● **WHAT YOU NEED TO DO**
Return everything from "As Mi-young and" down to "on the whole." in the film review, copied word for word.

● **PAGE EXTRACT**
Understandably becoming quite angry, Mi-young and Ji-hye try to bring more attention to the case, but, not so surprisingly, they only find themselves more frustrated and exasperated. While people at the department handling cybercrime are too busy to pay attention to the case, the other members of Ji-hye’s squad, who all happen to be male, do not give a damn about the case at all, so it becomes quite clear to Mi-young and Ji-hye that they must handle the cast for themselves. Although Mi-young’s direct boss does not allow anything outside their office work, they are willing to try as much as possible behind their back, and Jang-mi turns out to be a pretty helpful ally as fully revealing her particular set of skills involved with computer (Personally, I could not help but become delighted to know that she actually graduated from Korean Advanced Institute of Science Technology, which is incidentally my alma mater)
As Mi-young and Ji-hye delve further into the case, the movie steadily provides small and big funny moments which frequently induced laughs and chuckles from other audiences around me. While some of these moments are a little too broad for me, I will not deny that I was amused a lot by the humorous sequence unfolded around two foreign tattoo shops in Itaewon-dong, and I was also tickled by several scenes involved with Mi-young’s husband, who conveniently appears at right moments for his wife but, to our amusement, turns out to be not much of help on the whole.

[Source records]
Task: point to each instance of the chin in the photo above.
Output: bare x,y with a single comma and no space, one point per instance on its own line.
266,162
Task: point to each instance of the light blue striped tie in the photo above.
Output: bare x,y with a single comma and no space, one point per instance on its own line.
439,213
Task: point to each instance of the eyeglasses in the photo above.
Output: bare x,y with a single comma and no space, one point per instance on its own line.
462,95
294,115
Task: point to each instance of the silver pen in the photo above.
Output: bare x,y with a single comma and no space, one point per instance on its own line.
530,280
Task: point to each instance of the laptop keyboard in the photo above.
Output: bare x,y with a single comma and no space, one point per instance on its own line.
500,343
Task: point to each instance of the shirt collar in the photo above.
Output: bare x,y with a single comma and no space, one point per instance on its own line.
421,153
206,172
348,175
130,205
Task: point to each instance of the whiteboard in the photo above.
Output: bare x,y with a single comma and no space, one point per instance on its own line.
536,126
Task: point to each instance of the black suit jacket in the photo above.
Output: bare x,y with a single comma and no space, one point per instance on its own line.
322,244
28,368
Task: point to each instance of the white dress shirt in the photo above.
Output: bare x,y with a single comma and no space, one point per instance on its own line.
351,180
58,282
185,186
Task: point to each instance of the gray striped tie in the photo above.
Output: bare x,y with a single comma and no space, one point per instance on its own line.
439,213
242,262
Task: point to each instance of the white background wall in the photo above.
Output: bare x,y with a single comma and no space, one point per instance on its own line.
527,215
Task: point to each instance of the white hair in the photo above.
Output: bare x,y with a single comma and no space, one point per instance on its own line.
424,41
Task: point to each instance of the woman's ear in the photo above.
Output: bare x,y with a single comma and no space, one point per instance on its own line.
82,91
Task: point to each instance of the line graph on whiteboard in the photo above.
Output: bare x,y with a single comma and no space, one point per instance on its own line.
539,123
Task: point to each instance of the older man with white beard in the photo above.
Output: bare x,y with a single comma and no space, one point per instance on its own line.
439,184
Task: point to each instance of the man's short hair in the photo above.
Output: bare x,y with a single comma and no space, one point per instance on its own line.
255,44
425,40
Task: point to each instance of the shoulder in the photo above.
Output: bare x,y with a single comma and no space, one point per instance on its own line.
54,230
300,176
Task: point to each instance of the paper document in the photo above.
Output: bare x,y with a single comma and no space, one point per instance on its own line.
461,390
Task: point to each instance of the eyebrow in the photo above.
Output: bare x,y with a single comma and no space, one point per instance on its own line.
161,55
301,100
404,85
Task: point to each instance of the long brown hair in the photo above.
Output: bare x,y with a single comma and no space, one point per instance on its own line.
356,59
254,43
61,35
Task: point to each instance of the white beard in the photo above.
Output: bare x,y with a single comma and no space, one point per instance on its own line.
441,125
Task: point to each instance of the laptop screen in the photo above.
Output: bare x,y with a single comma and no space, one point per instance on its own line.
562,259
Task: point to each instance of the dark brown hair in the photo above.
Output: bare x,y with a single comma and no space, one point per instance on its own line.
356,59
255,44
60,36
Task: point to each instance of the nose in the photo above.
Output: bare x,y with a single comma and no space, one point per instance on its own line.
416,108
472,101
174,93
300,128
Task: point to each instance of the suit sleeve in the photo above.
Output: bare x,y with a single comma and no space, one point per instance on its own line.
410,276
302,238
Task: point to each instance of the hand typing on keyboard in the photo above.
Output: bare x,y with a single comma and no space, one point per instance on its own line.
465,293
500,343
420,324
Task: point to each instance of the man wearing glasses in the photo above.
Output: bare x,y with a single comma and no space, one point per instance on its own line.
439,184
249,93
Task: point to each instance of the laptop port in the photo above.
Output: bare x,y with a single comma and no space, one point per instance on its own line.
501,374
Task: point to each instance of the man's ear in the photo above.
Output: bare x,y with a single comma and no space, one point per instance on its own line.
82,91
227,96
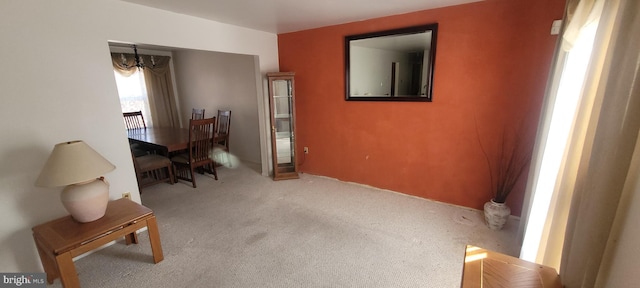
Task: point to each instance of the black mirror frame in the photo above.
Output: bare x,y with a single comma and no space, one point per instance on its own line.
407,30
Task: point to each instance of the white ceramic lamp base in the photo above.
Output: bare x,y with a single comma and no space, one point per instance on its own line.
87,201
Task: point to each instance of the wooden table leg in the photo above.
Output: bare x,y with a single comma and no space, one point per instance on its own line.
68,274
131,238
47,262
154,239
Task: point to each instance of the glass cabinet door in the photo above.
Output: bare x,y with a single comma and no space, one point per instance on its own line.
281,98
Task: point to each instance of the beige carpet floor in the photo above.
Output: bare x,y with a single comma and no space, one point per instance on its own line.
246,230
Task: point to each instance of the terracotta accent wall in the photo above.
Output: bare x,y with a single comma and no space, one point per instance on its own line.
491,67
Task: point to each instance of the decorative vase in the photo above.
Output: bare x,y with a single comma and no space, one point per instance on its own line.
496,214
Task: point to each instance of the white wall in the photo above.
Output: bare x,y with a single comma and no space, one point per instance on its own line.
57,85
371,74
224,81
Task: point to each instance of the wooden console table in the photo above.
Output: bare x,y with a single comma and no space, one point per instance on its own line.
60,240
485,268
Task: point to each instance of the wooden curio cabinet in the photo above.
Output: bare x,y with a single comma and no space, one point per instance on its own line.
283,143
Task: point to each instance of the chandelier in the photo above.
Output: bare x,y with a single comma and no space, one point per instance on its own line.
139,61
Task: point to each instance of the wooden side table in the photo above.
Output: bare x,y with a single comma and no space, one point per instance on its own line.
485,268
60,240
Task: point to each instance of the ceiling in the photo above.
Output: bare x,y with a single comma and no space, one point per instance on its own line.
282,16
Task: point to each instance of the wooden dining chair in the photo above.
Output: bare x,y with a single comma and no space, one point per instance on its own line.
223,128
134,120
152,169
201,133
197,113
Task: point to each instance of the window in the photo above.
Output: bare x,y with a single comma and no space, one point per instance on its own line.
133,94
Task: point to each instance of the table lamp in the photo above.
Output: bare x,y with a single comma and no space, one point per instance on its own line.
77,166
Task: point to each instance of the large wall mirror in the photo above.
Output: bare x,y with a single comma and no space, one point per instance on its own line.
392,65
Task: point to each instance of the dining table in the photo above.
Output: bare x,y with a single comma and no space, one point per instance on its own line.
166,139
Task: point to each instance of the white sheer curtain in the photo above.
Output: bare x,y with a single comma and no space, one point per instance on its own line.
593,169
133,94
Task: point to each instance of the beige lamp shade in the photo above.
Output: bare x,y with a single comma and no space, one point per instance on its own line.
78,167
71,163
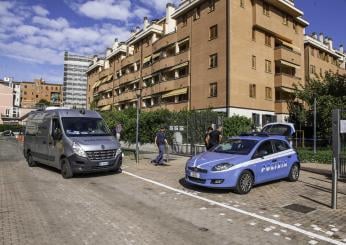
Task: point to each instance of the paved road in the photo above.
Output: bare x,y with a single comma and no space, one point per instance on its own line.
150,205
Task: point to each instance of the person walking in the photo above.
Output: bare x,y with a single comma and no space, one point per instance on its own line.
160,141
215,138
206,138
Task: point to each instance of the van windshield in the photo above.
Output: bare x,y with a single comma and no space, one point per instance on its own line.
84,126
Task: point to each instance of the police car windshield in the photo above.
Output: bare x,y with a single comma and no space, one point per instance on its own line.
82,126
236,146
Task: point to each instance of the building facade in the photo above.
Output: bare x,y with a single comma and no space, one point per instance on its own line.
6,101
33,92
75,80
321,57
239,57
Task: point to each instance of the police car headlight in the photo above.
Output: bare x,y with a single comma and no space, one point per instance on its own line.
222,167
77,149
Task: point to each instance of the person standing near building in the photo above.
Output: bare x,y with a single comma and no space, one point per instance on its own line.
215,138
160,141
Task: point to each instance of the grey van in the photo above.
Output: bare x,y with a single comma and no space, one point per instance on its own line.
73,141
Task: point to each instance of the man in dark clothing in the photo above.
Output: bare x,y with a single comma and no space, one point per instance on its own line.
215,138
160,141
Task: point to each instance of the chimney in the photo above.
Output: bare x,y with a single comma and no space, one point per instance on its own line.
145,23
115,44
171,23
321,37
314,35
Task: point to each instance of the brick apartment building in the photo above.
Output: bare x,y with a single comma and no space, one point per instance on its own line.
239,57
33,92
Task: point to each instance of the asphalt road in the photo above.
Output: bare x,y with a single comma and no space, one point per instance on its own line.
38,206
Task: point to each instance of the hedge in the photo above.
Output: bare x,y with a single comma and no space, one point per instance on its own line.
306,155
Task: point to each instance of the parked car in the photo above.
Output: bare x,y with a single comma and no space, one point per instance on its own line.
242,162
73,141
7,133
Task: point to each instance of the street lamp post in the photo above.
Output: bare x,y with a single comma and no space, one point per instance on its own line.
138,94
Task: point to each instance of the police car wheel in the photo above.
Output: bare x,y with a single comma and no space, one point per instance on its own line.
245,182
66,170
294,173
31,161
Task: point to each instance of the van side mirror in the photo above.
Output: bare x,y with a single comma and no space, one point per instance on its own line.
57,134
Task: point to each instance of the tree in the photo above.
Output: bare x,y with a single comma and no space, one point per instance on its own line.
330,93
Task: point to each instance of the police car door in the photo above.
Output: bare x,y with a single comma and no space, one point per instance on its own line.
264,161
284,159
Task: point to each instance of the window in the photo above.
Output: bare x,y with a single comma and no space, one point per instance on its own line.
268,67
284,19
196,14
268,40
265,9
213,61
213,32
242,3
269,94
213,90
312,69
253,62
211,5
256,119
252,90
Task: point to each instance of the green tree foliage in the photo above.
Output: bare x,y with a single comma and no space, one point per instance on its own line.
330,93
235,125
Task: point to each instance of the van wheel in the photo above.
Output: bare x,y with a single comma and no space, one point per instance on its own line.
66,170
31,161
294,173
245,183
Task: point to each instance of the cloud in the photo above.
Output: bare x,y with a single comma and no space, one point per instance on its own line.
106,9
59,23
38,10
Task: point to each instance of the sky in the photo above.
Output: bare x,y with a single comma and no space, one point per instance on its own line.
35,33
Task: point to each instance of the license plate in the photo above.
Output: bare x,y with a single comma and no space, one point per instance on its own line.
103,163
195,175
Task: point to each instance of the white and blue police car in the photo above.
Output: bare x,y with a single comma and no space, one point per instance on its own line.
244,161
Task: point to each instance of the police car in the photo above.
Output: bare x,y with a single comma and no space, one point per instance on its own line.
244,161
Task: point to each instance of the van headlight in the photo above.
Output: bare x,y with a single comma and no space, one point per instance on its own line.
222,166
77,149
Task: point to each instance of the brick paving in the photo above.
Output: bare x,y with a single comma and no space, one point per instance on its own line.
38,206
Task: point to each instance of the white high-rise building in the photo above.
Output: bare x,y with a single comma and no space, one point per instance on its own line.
75,80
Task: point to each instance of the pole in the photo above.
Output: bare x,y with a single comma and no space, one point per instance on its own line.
137,131
315,114
336,155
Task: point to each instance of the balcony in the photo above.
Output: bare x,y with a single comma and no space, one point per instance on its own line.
165,41
281,107
128,61
129,95
284,54
129,77
105,87
174,84
106,101
285,80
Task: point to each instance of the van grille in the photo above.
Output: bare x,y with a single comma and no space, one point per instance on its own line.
101,155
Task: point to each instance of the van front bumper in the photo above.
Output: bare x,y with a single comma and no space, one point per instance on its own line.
85,165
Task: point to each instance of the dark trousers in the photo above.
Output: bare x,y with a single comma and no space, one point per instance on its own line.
159,158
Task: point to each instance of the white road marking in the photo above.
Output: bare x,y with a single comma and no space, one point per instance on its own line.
241,211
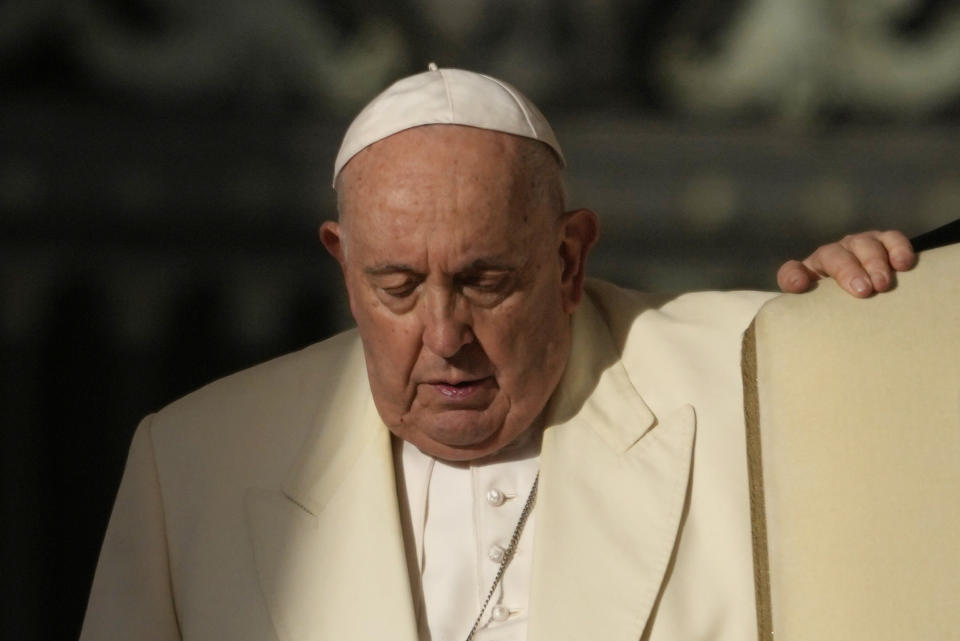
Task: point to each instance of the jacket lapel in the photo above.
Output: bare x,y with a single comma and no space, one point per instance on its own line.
329,547
605,531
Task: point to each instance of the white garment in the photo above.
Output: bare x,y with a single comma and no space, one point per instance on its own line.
463,516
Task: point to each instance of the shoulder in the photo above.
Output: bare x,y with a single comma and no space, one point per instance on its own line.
694,315
678,347
258,416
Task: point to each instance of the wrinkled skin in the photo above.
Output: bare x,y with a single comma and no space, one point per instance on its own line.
462,274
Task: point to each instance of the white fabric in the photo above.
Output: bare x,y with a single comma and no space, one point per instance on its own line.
265,506
456,525
445,97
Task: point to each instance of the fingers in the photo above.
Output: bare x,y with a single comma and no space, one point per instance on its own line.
863,263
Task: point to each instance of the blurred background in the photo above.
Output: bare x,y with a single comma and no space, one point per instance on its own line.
164,165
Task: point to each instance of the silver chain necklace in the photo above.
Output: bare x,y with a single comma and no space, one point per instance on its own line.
508,554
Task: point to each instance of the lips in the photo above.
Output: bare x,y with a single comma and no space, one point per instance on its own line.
462,391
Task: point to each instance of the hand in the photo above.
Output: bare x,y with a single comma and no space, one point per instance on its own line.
860,263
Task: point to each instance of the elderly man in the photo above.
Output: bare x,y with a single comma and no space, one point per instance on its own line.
501,450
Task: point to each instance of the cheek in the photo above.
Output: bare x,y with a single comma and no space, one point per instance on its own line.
391,345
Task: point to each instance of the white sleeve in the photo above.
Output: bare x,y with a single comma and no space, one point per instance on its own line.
132,596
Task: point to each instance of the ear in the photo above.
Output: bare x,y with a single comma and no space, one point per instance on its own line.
332,239
579,232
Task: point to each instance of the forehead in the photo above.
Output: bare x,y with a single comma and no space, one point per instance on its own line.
442,178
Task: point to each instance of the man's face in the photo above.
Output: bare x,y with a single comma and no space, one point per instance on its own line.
462,274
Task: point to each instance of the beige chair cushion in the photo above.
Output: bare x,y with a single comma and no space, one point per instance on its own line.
853,424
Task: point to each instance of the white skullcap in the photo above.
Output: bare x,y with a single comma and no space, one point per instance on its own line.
450,97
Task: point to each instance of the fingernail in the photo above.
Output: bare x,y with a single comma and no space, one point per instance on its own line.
879,280
860,285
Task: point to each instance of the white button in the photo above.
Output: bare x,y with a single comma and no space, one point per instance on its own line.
500,613
496,498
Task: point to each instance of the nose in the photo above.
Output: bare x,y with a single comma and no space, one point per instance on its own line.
447,323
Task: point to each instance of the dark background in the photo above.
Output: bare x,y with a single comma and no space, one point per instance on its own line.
164,165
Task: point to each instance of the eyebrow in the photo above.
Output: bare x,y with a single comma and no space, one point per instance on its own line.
389,268
479,264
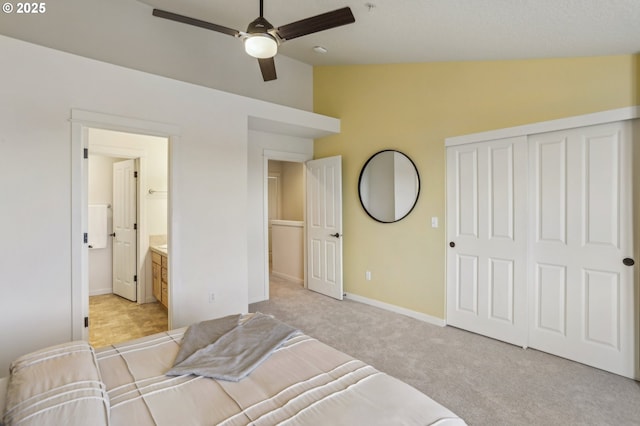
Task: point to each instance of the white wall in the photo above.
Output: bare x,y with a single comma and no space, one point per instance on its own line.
208,175
124,32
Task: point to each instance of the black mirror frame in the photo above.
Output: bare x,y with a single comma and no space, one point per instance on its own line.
417,193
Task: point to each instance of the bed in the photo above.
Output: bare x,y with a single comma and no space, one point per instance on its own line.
299,381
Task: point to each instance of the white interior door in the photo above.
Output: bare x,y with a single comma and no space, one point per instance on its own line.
582,301
124,227
274,193
324,226
486,231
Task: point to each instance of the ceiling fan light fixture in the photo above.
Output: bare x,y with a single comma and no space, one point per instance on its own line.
261,45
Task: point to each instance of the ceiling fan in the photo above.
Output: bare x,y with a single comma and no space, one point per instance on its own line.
261,40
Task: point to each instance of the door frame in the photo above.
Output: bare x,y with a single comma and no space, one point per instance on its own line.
81,122
293,157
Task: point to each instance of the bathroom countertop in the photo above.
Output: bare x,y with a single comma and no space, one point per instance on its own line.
161,249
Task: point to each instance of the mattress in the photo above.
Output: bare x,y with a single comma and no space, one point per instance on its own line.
303,382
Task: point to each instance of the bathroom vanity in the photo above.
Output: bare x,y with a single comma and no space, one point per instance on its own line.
159,258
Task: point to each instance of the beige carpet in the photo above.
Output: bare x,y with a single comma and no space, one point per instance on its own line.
484,381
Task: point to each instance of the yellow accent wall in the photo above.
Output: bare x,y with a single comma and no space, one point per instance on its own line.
413,108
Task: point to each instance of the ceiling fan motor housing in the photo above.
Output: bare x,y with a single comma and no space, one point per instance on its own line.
259,26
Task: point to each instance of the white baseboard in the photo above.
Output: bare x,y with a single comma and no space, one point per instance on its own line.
101,291
291,278
397,309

● **RESULT OF THE EXERCISE**
As Mi-young and Ji-hye delve further into the case, the movie steadily provides small and big funny moments which frequently induced laughs and chuckles from other audiences around me. While some of these moments are a little too broad for me, I will not deny that I was amused a lot by the humorous sequence unfolded around two foreign tattoo shops in Itaewon-dong, and I was also tickled by several scenes involved with Mi-young’s husband, who conveniently appears at right moments for his wife but, to our amusement, turns out to be not much of help on the whole.